(Data extracts Opens)

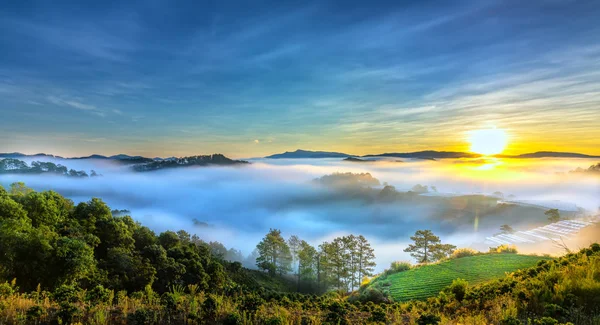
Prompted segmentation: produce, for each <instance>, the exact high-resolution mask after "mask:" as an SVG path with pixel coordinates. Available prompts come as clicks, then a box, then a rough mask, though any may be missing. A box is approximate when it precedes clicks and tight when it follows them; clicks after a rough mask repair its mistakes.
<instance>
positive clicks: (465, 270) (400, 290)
mask: <svg viewBox="0 0 600 325" xmlns="http://www.w3.org/2000/svg"><path fill="white" fill-rule="evenodd" d="M545 259H550V258H548V257H542V256H531V255H519V254H485V255H478V256H469V257H463V258H457V259H452V260H449V261H445V262H441V263H437V264H431V265H425V266H421V267H417V268H413V269H411V270H408V271H404V272H400V273H395V274H391V275H388V276H385V275H383V276H380V277H378V278H376V279H375V280H374V281H373V282H371V286H373V287H375V288H377V289H380V290H382V291H384V292H387V293H389V294H390V296H391V297H392V298H393V299H394V300H395V301H408V300H422V299H425V298H428V297H432V296H436V295H437V294H438V293H439V292H440V291H441V290H442V289H444V288H445V287H447V286H449V285H450V284H451V283H452V281H453V280H455V279H458V278H461V279H464V280H467V281H468V282H469V284H470V285H472V284H478V283H481V282H484V281H487V280H491V279H497V278H500V277H502V276H504V274H505V273H506V272H513V271H516V270H518V269H522V268H528V267H531V266H534V265H535V264H536V263H537V262H538V261H540V260H545Z"/></svg>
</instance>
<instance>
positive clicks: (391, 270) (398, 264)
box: [384, 261, 412, 275]
mask: <svg viewBox="0 0 600 325" xmlns="http://www.w3.org/2000/svg"><path fill="white" fill-rule="evenodd" d="M411 268H412V264H410V262H404V261H394V262H392V263H391V264H390V268H389V269H387V270H385V272H384V273H385V274H386V275H390V274H394V273H398V272H404V271H408V270H410V269H411Z"/></svg>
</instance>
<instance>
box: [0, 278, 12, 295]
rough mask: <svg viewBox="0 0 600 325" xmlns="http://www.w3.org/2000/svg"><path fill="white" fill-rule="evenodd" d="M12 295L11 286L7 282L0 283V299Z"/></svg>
mask: <svg viewBox="0 0 600 325" xmlns="http://www.w3.org/2000/svg"><path fill="white" fill-rule="evenodd" d="M13 293H14V290H13V287H12V285H10V283H8V282H4V283H0V297H9V296H12V294H13Z"/></svg>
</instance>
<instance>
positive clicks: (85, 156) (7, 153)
mask: <svg viewBox="0 0 600 325" xmlns="http://www.w3.org/2000/svg"><path fill="white" fill-rule="evenodd" d="M195 156H200V155H192V156H185V157H168V158H162V157H154V158H150V157H144V156H139V155H136V156H131V155H127V154H117V155H112V156H105V155H100V154H91V155H89V156H79V157H62V156H57V155H52V154H46V153H36V154H24V153H21V152H8V153H0V159H1V158H27V157H29V158H33V157H47V158H57V159H67V160H71V159H73V160H81V159H106V160H116V161H120V162H124V163H132V164H133V163H141V162H148V163H149V162H152V161H163V160H175V159H180V158H186V157H195ZM377 157H395V158H415V159H449V158H450V159H451V158H479V157H483V155H481V154H477V153H471V152H461V151H438V150H421V151H413V152H386V153H380V154H368V155H352V154H347V153H343V152H335V151H312V150H303V149H296V150H295V151H286V152H284V153H278V154H272V155H269V156H265V157H263V158H267V159H305V158H306V159H307V158H313V159H320V158H377ZM492 157H495V158H521V159H530V158H600V155H588V154H583V153H577V152H561V151H536V152H531V153H524V154H518V155H505V154H498V155H494V156H492Z"/></svg>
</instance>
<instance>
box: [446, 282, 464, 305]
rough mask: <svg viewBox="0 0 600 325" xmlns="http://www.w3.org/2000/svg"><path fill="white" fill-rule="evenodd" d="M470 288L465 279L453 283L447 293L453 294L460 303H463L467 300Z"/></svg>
mask: <svg viewBox="0 0 600 325" xmlns="http://www.w3.org/2000/svg"><path fill="white" fill-rule="evenodd" d="M468 286H469V282H467V281H465V280H463V279H456V280H454V281H452V284H451V285H450V286H449V287H448V288H447V291H448V292H450V293H452V295H454V298H455V299H456V300H457V301H458V302H461V301H462V300H463V299H464V298H465V294H466V293H467V287H468Z"/></svg>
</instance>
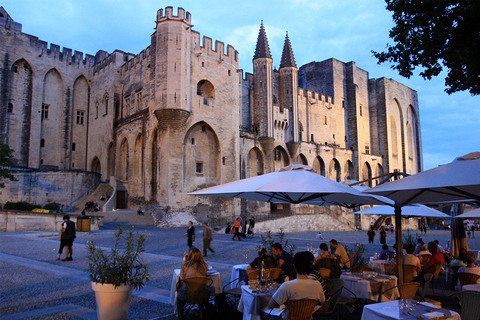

(Data extracts Closes)

Exercise directions:
Reproduce the records above verbatim, omitting the pictures from your answer.

Expected output:
Prompted segmentation: produce, for each <instance>, the exact high-resolution mask after "mask:" as an SVG path with pixel coordinates. Available prompts come as clicks, then a box, then a rough mask, though any may be missing. A box is approximate when it precedes clicks and tight when it follows them; clicks after a rough mask repair its mistakes.
<instance>
positive clicks: (465, 270) (400, 290)
mask: <svg viewBox="0 0 600 325" xmlns="http://www.w3.org/2000/svg"><path fill="white" fill-rule="evenodd" d="M545 259H550V258H548V257H542V256H531V255H519V254H485V255H478V256H469V257H463V258H457V259H452V260H449V261H445V262H441V263H437V264H431V265H425V266H421V267H417V268H413V269H411V270H408V271H404V272H400V273H395V274H391V275H388V276H385V275H383V276H380V277H378V278H376V279H375V280H374V281H373V282H371V286H373V287H375V288H377V289H380V290H382V291H384V292H387V293H389V294H390V296H391V297H392V298H393V299H394V300H395V301H408V300H422V299H425V298H428V297H432V296H436V295H437V294H438V293H439V292H440V291H441V290H442V289H444V288H445V287H447V286H449V285H450V284H451V283H452V281H453V280H455V279H458V278H461V279H464V280H467V281H468V282H469V284H470V285H472V284H478V283H481V282H484V281H487V280H491V279H497V278H500V277H502V276H504V274H505V273H506V272H513V271H516V270H518V269H522V268H528V267H531V266H534V265H535V264H536V263H537V262H538V261H540V260H545Z"/></svg>
</instance>
<instance>
positive clicks: (391, 270) (398, 264)
box: [384, 261, 412, 275]
mask: <svg viewBox="0 0 600 325" xmlns="http://www.w3.org/2000/svg"><path fill="white" fill-rule="evenodd" d="M411 268H412V264H410V262H404V261H394V262H392V263H391V264H390V268H389V269H387V270H385V272H384V273H385V274H386V275H390V274H394V273H398V272H404V271H408V270H410V269H411Z"/></svg>
</instance>
<instance>
box: [0, 278, 12, 295]
rough mask: <svg viewBox="0 0 600 325" xmlns="http://www.w3.org/2000/svg"><path fill="white" fill-rule="evenodd" d="M12 295L11 286L7 282L0 283V299Z"/></svg>
mask: <svg viewBox="0 0 600 325" xmlns="http://www.w3.org/2000/svg"><path fill="white" fill-rule="evenodd" d="M13 293H14V290H13V287H12V285H10V283H8V282H4V283H0V297H9V296H12V294H13Z"/></svg>
</instance>
<instance>
positive clicks: (85, 156) (7, 153)
mask: <svg viewBox="0 0 600 325" xmlns="http://www.w3.org/2000/svg"><path fill="white" fill-rule="evenodd" d="M195 156H200V155H192V156H185V157H168V158H162V157H154V158H150V157H144V156H139V155H136V156H131V155H127V154H117V155H112V156H105V155H100V154H91V155H89V156H79V157H62V156H57V155H52V154H46V153H36V154H24V153H21V152H8V153H0V159H1V158H27V157H29V158H33V157H47V158H57V159H67V160H71V159H73V160H81V159H106V160H116V161H120V162H124V163H132V164H133V163H141V162H148V163H149V162H152V161H163V160H175V159H180V158H186V157H195ZM377 157H395V158H415V159H449V158H450V159H451V158H479V157H483V155H481V154H477V153H471V152H461V151H438V150H421V151H413V152H386V153H380V154H368V155H352V154H347V153H343V152H335V151H312V150H303V149H296V150H295V151H286V152H284V153H278V154H272V155H269V156H265V157H263V158H267V159H305V158H306V159H307V158H313V159H320V158H377ZM492 157H495V158H521V159H530V158H600V155H588V154H583V153H577V152H561V151H536V152H531V153H524V154H518V155H505V154H498V155H494V156H492Z"/></svg>
</instance>
<instance>
box: [446, 282, 464, 305]
rough mask: <svg viewBox="0 0 600 325" xmlns="http://www.w3.org/2000/svg"><path fill="white" fill-rule="evenodd" d="M470 288L465 279L453 283L447 293L453 294L460 303H463L467 300Z"/></svg>
mask: <svg viewBox="0 0 600 325" xmlns="http://www.w3.org/2000/svg"><path fill="white" fill-rule="evenodd" d="M468 286H469V282H467V281H465V280H463V279H456V280H454V281H452V284H451V285H450V286H449V287H448V288H447V291H448V292H450V293H452V295H454V298H455V299H456V300H457V301H458V302H461V301H462V300H463V299H464V298H465V294H466V293H467V287H468Z"/></svg>
</instance>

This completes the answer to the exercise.